[Start of section]

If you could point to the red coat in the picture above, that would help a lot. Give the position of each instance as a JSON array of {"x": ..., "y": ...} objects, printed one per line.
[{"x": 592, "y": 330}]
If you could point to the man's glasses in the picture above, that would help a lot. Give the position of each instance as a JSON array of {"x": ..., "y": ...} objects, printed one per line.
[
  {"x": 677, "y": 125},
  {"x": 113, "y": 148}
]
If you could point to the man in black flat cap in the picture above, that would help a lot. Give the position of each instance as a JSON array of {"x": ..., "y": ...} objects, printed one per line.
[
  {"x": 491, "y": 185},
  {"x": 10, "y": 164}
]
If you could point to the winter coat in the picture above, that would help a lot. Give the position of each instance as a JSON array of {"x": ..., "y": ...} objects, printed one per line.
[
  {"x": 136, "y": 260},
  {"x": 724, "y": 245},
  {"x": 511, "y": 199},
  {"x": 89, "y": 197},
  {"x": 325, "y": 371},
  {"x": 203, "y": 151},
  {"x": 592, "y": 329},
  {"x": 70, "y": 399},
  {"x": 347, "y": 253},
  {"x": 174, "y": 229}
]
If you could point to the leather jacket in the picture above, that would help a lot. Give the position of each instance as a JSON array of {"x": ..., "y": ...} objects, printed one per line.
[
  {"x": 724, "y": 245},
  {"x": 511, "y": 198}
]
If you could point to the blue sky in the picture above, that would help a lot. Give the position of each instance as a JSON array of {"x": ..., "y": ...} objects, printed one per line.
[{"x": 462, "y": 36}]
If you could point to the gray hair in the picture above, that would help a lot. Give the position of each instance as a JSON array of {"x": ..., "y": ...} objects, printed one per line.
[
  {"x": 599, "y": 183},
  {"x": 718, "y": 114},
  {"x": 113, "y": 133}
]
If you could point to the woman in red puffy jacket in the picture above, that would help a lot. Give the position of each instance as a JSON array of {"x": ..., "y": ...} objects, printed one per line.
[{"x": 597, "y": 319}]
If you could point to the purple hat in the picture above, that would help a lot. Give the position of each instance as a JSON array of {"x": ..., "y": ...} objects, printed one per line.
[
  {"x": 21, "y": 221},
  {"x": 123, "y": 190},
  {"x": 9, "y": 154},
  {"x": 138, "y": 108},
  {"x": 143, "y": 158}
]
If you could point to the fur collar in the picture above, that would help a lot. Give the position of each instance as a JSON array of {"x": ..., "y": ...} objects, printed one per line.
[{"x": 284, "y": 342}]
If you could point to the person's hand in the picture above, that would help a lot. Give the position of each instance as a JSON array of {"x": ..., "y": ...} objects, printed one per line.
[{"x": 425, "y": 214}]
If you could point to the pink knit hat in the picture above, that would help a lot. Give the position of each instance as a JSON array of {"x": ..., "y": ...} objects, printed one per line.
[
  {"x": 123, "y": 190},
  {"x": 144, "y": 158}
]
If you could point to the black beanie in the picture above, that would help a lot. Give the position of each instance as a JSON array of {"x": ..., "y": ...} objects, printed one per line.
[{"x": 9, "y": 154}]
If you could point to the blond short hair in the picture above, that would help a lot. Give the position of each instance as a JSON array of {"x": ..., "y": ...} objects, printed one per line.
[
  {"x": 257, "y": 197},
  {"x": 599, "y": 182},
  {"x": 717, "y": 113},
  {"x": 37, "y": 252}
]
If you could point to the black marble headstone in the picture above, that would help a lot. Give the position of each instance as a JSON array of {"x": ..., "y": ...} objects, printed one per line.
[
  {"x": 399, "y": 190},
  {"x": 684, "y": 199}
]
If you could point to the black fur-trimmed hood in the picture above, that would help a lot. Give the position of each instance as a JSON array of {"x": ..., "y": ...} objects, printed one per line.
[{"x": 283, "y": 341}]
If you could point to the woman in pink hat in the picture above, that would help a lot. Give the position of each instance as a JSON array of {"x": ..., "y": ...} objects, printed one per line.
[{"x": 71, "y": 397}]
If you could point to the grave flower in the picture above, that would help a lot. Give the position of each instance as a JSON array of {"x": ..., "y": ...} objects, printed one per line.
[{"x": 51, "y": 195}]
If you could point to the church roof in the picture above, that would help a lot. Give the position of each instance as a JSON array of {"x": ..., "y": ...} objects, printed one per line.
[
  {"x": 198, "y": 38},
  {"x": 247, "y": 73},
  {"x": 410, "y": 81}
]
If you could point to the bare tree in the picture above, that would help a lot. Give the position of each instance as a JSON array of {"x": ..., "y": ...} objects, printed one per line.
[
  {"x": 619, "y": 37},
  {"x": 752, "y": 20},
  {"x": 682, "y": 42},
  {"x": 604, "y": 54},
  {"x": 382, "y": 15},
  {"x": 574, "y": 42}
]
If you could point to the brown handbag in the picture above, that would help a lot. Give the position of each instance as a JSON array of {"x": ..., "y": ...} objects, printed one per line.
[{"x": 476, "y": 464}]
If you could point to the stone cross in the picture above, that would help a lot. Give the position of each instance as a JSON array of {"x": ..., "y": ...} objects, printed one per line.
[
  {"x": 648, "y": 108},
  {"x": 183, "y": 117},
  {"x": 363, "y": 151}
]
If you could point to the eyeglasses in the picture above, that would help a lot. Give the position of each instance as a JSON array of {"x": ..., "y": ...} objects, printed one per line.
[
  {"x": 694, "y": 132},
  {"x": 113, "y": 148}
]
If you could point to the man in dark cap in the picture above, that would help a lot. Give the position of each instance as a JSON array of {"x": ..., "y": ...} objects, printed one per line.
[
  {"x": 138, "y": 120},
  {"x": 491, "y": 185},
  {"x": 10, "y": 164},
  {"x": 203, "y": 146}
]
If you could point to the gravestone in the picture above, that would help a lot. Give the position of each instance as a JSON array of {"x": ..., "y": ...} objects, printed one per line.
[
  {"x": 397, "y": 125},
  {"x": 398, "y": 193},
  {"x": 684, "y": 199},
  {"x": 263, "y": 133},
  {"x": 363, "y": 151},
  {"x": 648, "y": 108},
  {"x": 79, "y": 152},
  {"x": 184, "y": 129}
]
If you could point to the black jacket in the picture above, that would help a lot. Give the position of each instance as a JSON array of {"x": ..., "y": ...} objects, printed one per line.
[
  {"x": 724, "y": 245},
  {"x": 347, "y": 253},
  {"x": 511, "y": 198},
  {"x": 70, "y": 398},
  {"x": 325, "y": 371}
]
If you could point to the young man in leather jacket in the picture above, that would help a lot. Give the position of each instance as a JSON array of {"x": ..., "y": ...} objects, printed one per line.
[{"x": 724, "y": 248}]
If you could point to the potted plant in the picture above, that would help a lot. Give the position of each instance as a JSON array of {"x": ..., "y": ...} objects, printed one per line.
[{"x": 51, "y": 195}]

[End of section]

→ TASK INSTRUCTIONS
From the first line to the last, return the listing exactly.

→ WRITTEN SOLUTION
If you could point to the red coat in the picture above, that would help a lot. Give the position of each instance as a JSON array of {"x": ..., "y": ...} objects, printed one per line.
[{"x": 592, "y": 330}]
If you could point to the man's glasses in the picture above, that would help a lot. Give the position of each instance as a JSON array of {"x": ..., "y": ...} objects, printed one per line.
[
  {"x": 677, "y": 125},
  {"x": 113, "y": 148}
]
If you could point to the man in black flat cap in the picture above, that would help a lot. Give the position of each instance as a JSON array of {"x": ..., "y": ...} objects, printed one per line.
[
  {"x": 491, "y": 185},
  {"x": 10, "y": 164}
]
If you could point to the winter coat in the picture above, that would help a lot. Give the position of each instance as a JSON array of {"x": ..., "y": ...} objects, printed one per line.
[
  {"x": 136, "y": 260},
  {"x": 724, "y": 245},
  {"x": 511, "y": 199},
  {"x": 89, "y": 197},
  {"x": 325, "y": 371},
  {"x": 203, "y": 151},
  {"x": 592, "y": 329},
  {"x": 70, "y": 399},
  {"x": 347, "y": 253},
  {"x": 174, "y": 229}
]
If you could point to the leather jacket in the picture above, that would help a lot. Give the position of each instance as a JSON array of {"x": ..., "y": ...} objects, printed one per line.
[
  {"x": 724, "y": 245},
  {"x": 511, "y": 198}
]
If you could point to the blue sky in the picture above, that would help a lot. Give the position of each instance as a JSON array of {"x": ..., "y": ...} objects, printed one per line.
[{"x": 462, "y": 36}]
If you could point to the gray hair in the picture above, that would help a lot. Give the position of each instance as a JSON array of {"x": ..., "y": ...} objects, printed one per line.
[
  {"x": 599, "y": 183},
  {"x": 718, "y": 114},
  {"x": 113, "y": 133}
]
If you could point to the woman in red puffy jacket in the picture above, that would help a lot. Give the position of each instance as a JSON array of {"x": ..., "y": ...} objects, printed one per line.
[{"x": 597, "y": 319}]
If you could point to the purple hat in the picture above, that would help a lot. Give the position of each instance as a JSON array of {"x": ..., "y": ...} objects, printed one per line.
[
  {"x": 21, "y": 221},
  {"x": 123, "y": 190},
  {"x": 9, "y": 154},
  {"x": 138, "y": 108},
  {"x": 143, "y": 158}
]
If you could point to the fur collar in the picture above, that would help a lot. Give the position of each instance as a JSON array of {"x": ..., "y": ...} objects, printed one per line.
[{"x": 284, "y": 342}]
If you could point to the person's hand in the picture above, that would help a lot. Give the position of each instance as a JSON array of {"x": ..., "y": ...} objects, printed one per line.
[{"x": 425, "y": 214}]
If you could point to the pink knit hat in the picture above, that would help a lot. Give the position of each instance as a JSON array of {"x": ..., "y": ...} objects, printed one per line.
[
  {"x": 123, "y": 190},
  {"x": 144, "y": 158}
]
If you could point to the black beanie in the picture above, that would help a lot. Give the position of each instance as a JSON array of {"x": ..., "y": ...} objects, printed one per line.
[{"x": 9, "y": 154}]
If you could point to the blond short hair in the picture above, that would help a lot. Give the position of each instance as a JSON array of {"x": ..., "y": ...} objects, printed one per line.
[
  {"x": 257, "y": 197},
  {"x": 599, "y": 182},
  {"x": 717, "y": 113},
  {"x": 37, "y": 252}
]
If you could point to the black marble headstone in the picture above, that would help a lot. Give the position of each instance as a JSON array of {"x": ..., "y": ...} objects, printed one per line.
[
  {"x": 399, "y": 190},
  {"x": 684, "y": 199}
]
If you could point to the black fur-trimmed hood in the picture above, that would help a lot. Give the position of each instance as a JSON array of {"x": ..., "y": ...} objects, printed one per line.
[{"x": 283, "y": 341}]
If you could point to the woman in pink hat in the picture above, that would help a lot. Give the position of each instance as a JSON array of {"x": ..., "y": ...} objects, printed one per line.
[{"x": 71, "y": 397}]
If you could point to the grave flower in the picture above, that would help a lot. Give the position of each instance as a JSON array of {"x": ..., "y": ...} objects, printed one per line.
[{"x": 51, "y": 195}]
If you could point to the church roof in the picture above, that would help a lot. Give the position of each instance as a JSON array of {"x": ..., "y": ...} objects, printed one per line.
[
  {"x": 198, "y": 38},
  {"x": 247, "y": 73},
  {"x": 410, "y": 81}
]
If you could point to the bare tree in the picture above, that would help a lot. Give the position of each instance as a JSON array of {"x": ..., "y": ...} objects, printed one per line.
[
  {"x": 619, "y": 37},
  {"x": 752, "y": 20},
  {"x": 682, "y": 42},
  {"x": 604, "y": 54},
  {"x": 382, "y": 15},
  {"x": 574, "y": 42}
]
If you could point to the brown handbag in the picture above, that would help a lot. Give the position of each instance as a JSON array of {"x": ..., "y": ...} objects, printed one per line.
[{"x": 476, "y": 464}]
If you could point to the stone cross in the picture above, that would help a lot. Give the position of each instance as a JSON array of {"x": ..., "y": ...} objects, printed one per line.
[
  {"x": 648, "y": 108},
  {"x": 183, "y": 117},
  {"x": 363, "y": 151}
]
If you could point to the eyeglasses in the picture above, that would help a lot. Give the position of each instance as a JSON array of {"x": ..., "y": ...} objects, printed one per line.
[
  {"x": 694, "y": 132},
  {"x": 113, "y": 148}
]
If you could point to the man in dark cap in the picture above, that would help a lot. Give the position of each instance as a JSON array of {"x": ..., "y": ...} objects, printed one per line.
[
  {"x": 138, "y": 120},
  {"x": 491, "y": 185},
  {"x": 10, "y": 164},
  {"x": 203, "y": 146}
]
If you could point to the gravestone in the picture above, that would help a lot. Give the position of each instance as a JSON array of {"x": ..., "y": ...} objects, printed one per line.
[
  {"x": 397, "y": 125},
  {"x": 398, "y": 193},
  {"x": 684, "y": 199},
  {"x": 263, "y": 133},
  {"x": 363, "y": 151},
  {"x": 648, "y": 108},
  {"x": 79, "y": 152},
  {"x": 184, "y": 129}
]
If you could point to the black jacket in the picture above, that would help a lot. Give the position of each instance as a JSON array of {"x": ..., "y": ...} objects, printed one per line.
[
  {"x": 724, "y": 245},
  {"x": 347, "y": 253},
  {"x": 511, "y": 198},
  {"x": 70, "y": 398},
  {"x": 325, "y": 371}
]
If you could point to the young man in leather jacket in the picture above, that would help a lot. Give the position of each instance as a JSON array of {"x": ..., "y": ...} objects, printed one per line.
[{"x": 724, "y": 248}]
If you could point to the potted plant in the picture above, that would help a lot. Give the position of each instance as a JSON array of {"x": ..., "y": ...} objects, printed one per line.
[{"x": 51, "y": 195}]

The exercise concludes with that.